-- Prompt --
How many lines of the data below contain the word "coordinates"? Case counts. Give only the number.

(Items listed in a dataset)
:::::
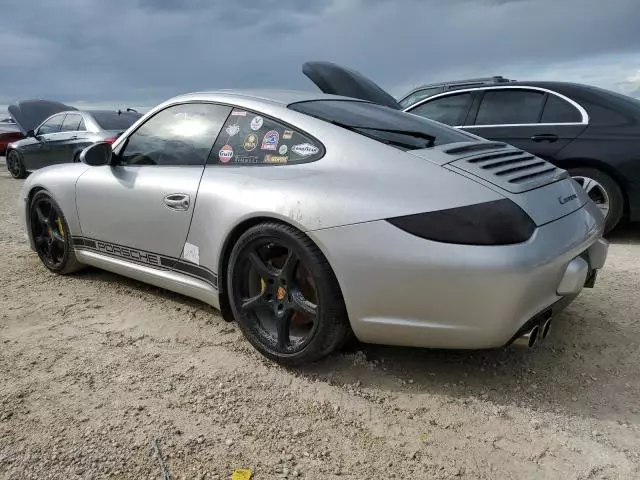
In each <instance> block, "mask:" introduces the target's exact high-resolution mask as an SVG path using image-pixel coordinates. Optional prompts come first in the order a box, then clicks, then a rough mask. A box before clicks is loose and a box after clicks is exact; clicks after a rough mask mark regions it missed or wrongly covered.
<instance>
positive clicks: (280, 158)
mask: <svg viewBox="0 0 640 480" xmlns="http://www.w3.org/2000/svg"><path fill="white" fill-rule="evenodd" d="M288 160H289V157H287V156H285V155H265V156H264V163H287V161H288Z"/></svg>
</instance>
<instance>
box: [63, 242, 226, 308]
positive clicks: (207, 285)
mask: <svg viewBox="0 0 640 480" xmlns="http://www.w3.org/2000/svg"><path fill="white" fill-rule="evenodd" d="M84 242H86V243H91V242H92V241H87V240H86V239H84ZM84 242H83V243H84ZM74 243H76V245H75V246H74V250H75V253H76V257H77V258H78V260H79V261H80V262H82V263H86V264H87V265H91V266H94V267H97V268H101V269H103V270H107V271H109V272H113V273H116V274H118V275H122V276H124V277H129V278H133V279H135V280H138V281H140V282H144V283H148V284H150V285H155V286H156V287H160V288H164V289H166V290H170V291H172V292H176V293H179V294H181V295H185V296H187V297H191V298H195V299H197V300H200V301H202V302H205V303H208V304H209V305H211V306H213V307H214V308H216V309H220V302H219V298H218V290H217V288H215V287H214V286H213V285H212V282H209V281H206V280H204V279H201V278H196V277H195V276H192V275H190V274H189V273H181V272H177V271H175V270H171V269H169V268H166V267H164V266H162V265H161V264H160V262H159V261H158V264H157V265H153V266H151V265H149V264H143V263H142V262H135V261H132V260H129V259H124V258H119V257H117V256H115V255H110V254H108V253H102V252H99V251H95V250H94V249H92V248H90V247H88V246H84V245H79V243H80V242H78V241H77V240H76V238H74ZM94 243H95V242H94ZM150 255H155V254H150ZM157 258H160V257H157ZM181 263H182V262H181ZM194 267H195V265H194ZM216 280H217V279H216Z"/></svg>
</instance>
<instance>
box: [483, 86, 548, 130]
mask: <svg viewBox="0 0 640 480" xmlns="http://www.w3.org/2000/svg"><path fill="white" fill-rule="evenodd" d="M544 96H545V93H544V92H539V91H535V90H487V91H485V93H484V96H483V97H482V102H481V103H480V107H479V109H478V115H477V116H476V122H475V124H476V125H513V124H529V123H538V119H539V118H540V112H541V110H542V103H543V101H544Z"/></svg>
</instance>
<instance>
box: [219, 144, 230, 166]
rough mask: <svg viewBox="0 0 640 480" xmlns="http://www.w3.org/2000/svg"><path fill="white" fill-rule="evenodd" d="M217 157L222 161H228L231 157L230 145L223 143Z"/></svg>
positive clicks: (227, 161) (223, 161)
mask: <svg viewBox="0 0 640 480" xmlns="http://www.w3.org/2000/svg"><path fill="white" fill-rule="evenodd" d="M218 158H219V159H220V161H221V162H222V163H229V160H231V159H232V158H233V147H231V145H225V146H224V147H222V148H221V149H220V151H219V152H218Z"/></svg>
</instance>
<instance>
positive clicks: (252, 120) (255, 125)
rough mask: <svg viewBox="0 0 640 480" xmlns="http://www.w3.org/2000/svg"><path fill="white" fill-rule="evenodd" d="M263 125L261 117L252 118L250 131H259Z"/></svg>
mask: <svg viewBox="0 0 640 480" xmlns="http://www.w3.org/2000/svg"><path fill="white" fill-rule="evenodd" d="M263 123H264V120H263V119H262V117H261V116H259V115H258V116H256V117H253V120H251V130H254V131H255V130H260V129H261V128H262V124H263Z"/></svg>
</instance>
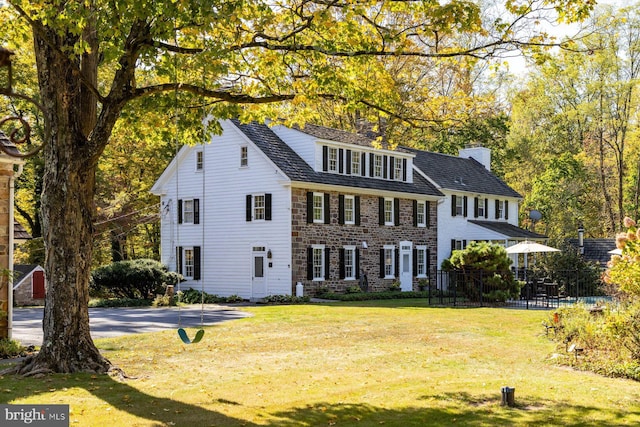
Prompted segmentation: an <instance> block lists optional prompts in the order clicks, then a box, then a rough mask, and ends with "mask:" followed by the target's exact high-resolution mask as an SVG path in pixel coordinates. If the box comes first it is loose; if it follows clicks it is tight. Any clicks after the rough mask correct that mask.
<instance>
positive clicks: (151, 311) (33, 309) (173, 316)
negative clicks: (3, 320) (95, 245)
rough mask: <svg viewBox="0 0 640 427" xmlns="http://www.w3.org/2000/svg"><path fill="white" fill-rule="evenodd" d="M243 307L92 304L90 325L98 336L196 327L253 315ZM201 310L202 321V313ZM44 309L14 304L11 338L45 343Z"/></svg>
mask: <svg viewBox="0 0 640 427" xmlns="http://www.w3.org/2000/svg"><path fill="white" fill-rule="evenodd" d="M240 309H241V307H238V308H236V307H229V306H222V305H214V304H211V305H205V306H204V308H203V309H202V308H201V306H200V305H197V306H196V305H190V306H187V307H180V308H177V307H158V308H150V307H122V308H90V309H89V326H90V328H91V336H92V337H93V338H94V339H96V338H108V337H117V336H121V335H130V334H141V333H145V332H157V331H163V330H166V329H176V330H177V329H178V327H179V326H178V325H180V326H182V327H183V328H197V327H199V326H200V325H215V324H216V323H220V322H225V321H227V320H234V319H241V318H243V317H248V316H251V314H250V313H245V312H243V311H241V310H240ZM201 313H202V322H201V319H200V315H201ZM43 316H44V309H43V308H42V307H38V308H14V309H13V333H12V338H13V339H14V340H16V341H19V342H20V343H21V344H22V345H24V346H29V345H37V346H39V345H41V344H42V318H43Z"/></svg>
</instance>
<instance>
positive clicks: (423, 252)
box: [416, 245, 428, 277]
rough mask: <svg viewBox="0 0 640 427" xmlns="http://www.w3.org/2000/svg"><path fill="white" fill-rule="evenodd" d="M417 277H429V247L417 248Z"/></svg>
mask: <svg viewBox="0 0 640 427" xmlns="http://www.w3.org/2000/svg"><path fill="white" fill-rule="evenodd" d="M416 267H417V271H416V275H417V276H418V277H427V274H428V271H427V247H426V246H420V245H418V246H416Z"/></svg>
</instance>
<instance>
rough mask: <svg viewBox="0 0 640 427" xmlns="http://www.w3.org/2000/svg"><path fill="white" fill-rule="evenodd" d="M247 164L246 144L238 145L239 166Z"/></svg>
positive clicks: (247, 155) (247, 150)
mask: <svg viewBox="0 0 640 427" xmlns="http://www.w3.org/2000/svg"><path fill="white" fill-rule="evenodd" d="M248 165H249V151H248V149H247V147H246V146H242V147H240V167H245V166H248Z"/></svg>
:::::
-- Answer space --
2